*** EXTRACTED TEXT ***
10 Tips for Storing Makeup

Krista Diamond | Aug 10, 2016 @ 03:00 PM

There’s nothing pretty about storing makeup incorrectly. Whether you’re a total makeup junkie with the Sephora Rouge card to prove it, or you just dabble in occasional drugstore lipstick purchases, everything in your collection requires proper care. Store your products incorrectly and they can cause you to break out or even get sick. Store them right and they’ll perform better and last longer, making you and your bank account both look beautiful. Read on and learn how to store makeup at home and in your storage unit like a total pro (professional makeup artist, that is).

  1. Clean up your act. Ideally, you should clean makeup brushes at least once a week. Use a gentle, unscented cleanser (baby shampoo works just fine), or buy a makeup brush cleansing shampoo like this delightfully scented citrus one. For catastrophically dirty brushes, use coconut oil. Always clean with warm water and never ever store brushes vertically when they’re still wet as the excess water can collect inside the handle and do major damage.

  2. Parting is such sweet sorrow. Yes, you love that lip gloss, but if you bought it back when flare jeans were still cool, it’s time to say goodbye. If a product’s color, consistency or scent has changed, toss it. Keep in mind that powders last longer than liquids, so eyeshadows will be good for about two years, whereas mascara will only be good for about two months. It’s also worth mentioning that higher end products almost always have a longer shelf life, so that $60 foundation might actually be worth the steep price.

  3. Sometimes it’s actually the heat and the humidity. Desert climates can cause products to dry out, which is why that eyeliner seems like it’s crumbling after your Vegas vacation. Humid climates (like your bathroom) can cause bacteria to fester. If you’re storing products at home, keep them away from your shower if possible. If you’re storing them in a storage unit, consider climate control.

  4. It’s okay to judge an eyeshadow palette by its cover. Display pretty products like your dazzling array of lipsticks prominently and keep the less Instagram-worthy stuff out of sight, but not out of mind by buying a drawer organizer like the one you use to keep your silverware in order. Your bathroom sink will thank you.
*** End of EXTRACTED TEXT ***
_LIST OF TASKS_:
A. Decide whether each statement agrees with the makeup storage article, answering yes or no and quoting the deciding words from it: (i) makeup brushes should ideally be cleaned at least once a week; (ii) mascara stays good for about two years; (iii) desert climates can cause bacteria to fester in products.
B. In the makeup storage article, condense the paragraph beginning "Sometimes it's actually the heat and the humidity" into a short bulleted list that keeps its main facts.
C. Return everything in the makeup storage article from "3. Sometimes it’s" down to "will thank you.", copied word for word.
*** EXTRACTED MATERIAL ***
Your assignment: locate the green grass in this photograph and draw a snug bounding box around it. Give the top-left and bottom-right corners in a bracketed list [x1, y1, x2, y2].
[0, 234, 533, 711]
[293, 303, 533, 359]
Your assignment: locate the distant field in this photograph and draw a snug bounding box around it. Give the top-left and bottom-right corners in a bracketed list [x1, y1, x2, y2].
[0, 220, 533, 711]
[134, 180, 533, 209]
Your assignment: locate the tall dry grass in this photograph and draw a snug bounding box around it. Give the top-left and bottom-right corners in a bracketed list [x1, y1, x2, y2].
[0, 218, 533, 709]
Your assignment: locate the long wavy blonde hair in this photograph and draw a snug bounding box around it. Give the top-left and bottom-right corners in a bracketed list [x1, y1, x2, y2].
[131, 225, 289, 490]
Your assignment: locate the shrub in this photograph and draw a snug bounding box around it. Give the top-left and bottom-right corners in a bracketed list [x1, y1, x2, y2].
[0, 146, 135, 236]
*** End of EXTRACTED MATERIAL ***
_YOUR WRITTEN ANSWERS_:
A.
(i) Yes: "Ideally, you should clean makeup brushes at least once a week."
(ii) No: "mascara will only be good for about two months."
(iii) No: "Desert climates can cause products to dry out" and "Humid climates (like your bathroom) can cause bacteria to fester."

B.
- Desert climates can dry products out, which can make eyeliner crumble.
- Humid climates, such as a bathroom, can cause bacteria to fester.
- At home, keep products away from the shower if possible.
- In a storage unit, consider climate control.

C.
3. Sometimes it’s actually the heat and the humidity. Desert climates can cause products to dry out, which is why that eyeliner seems like it’s crumbling after your Vegas vacation. Humid climates (like your bathroom) can cause bacteria to fester. If you’re storing products at home, keep them away from your shower if possible. If you’re storing them in a storage unit, consider climate control.

  4. It’s okay to judge an eyeshadow palette by its cover. Display pretty products like your dazzling array of lipsticks prominently and keep the less Instagram-worthy stuff out of sight, but not out of mind by buying a drawer organizer like the one you use to keep your silverware in order. Your bathroom sink will thank you.